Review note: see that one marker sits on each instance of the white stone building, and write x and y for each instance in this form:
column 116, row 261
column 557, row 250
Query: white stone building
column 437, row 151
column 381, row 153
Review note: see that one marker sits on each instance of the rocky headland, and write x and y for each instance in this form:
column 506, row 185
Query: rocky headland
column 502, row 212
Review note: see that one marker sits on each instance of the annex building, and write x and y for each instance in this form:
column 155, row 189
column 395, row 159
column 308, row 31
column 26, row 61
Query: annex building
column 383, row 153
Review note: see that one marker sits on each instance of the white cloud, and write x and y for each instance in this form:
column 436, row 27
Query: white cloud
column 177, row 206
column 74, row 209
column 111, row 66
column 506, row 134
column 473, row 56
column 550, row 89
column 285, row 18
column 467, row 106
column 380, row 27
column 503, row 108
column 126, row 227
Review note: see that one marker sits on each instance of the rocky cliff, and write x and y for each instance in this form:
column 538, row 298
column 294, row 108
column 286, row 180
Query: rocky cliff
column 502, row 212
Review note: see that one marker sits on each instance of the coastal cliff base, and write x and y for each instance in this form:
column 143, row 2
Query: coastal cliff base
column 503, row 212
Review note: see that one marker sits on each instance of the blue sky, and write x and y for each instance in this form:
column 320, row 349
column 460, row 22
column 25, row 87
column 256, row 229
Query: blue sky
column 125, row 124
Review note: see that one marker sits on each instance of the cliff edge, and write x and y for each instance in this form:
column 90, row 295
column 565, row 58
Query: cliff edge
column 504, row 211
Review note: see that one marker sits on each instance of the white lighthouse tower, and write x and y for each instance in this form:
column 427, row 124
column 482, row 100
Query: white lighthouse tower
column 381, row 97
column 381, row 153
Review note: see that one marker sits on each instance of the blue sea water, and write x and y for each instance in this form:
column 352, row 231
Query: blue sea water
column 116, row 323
---*---
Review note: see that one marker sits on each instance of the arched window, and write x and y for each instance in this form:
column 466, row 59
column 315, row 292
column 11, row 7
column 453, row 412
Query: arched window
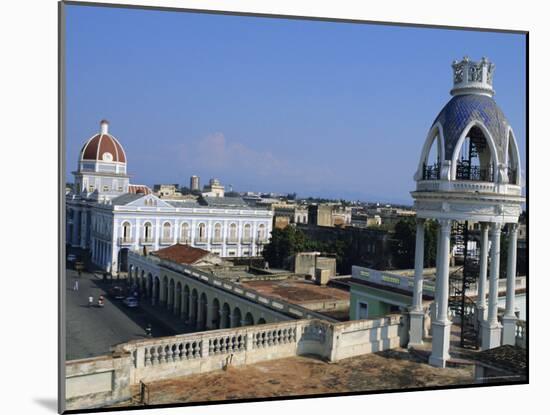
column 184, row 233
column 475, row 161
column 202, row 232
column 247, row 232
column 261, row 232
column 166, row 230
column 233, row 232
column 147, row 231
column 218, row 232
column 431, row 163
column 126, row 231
---*---
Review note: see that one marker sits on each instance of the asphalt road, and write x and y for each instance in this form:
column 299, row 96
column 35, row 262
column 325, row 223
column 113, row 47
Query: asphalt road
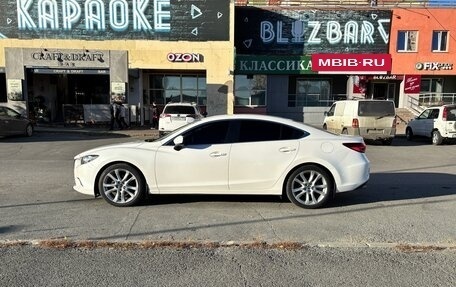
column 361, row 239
---*---
= Work to do =
Set down the stretch of the records from the line containing "the blue sea" through the line containing "column 116, row 323", with every character kept as it stands.

= Response =
Review note: see that one marker sits on each instance of the blue sea water, and write x and y for each instance in this form:
column 352, row 231
Query: blue sea water
column 116, row 323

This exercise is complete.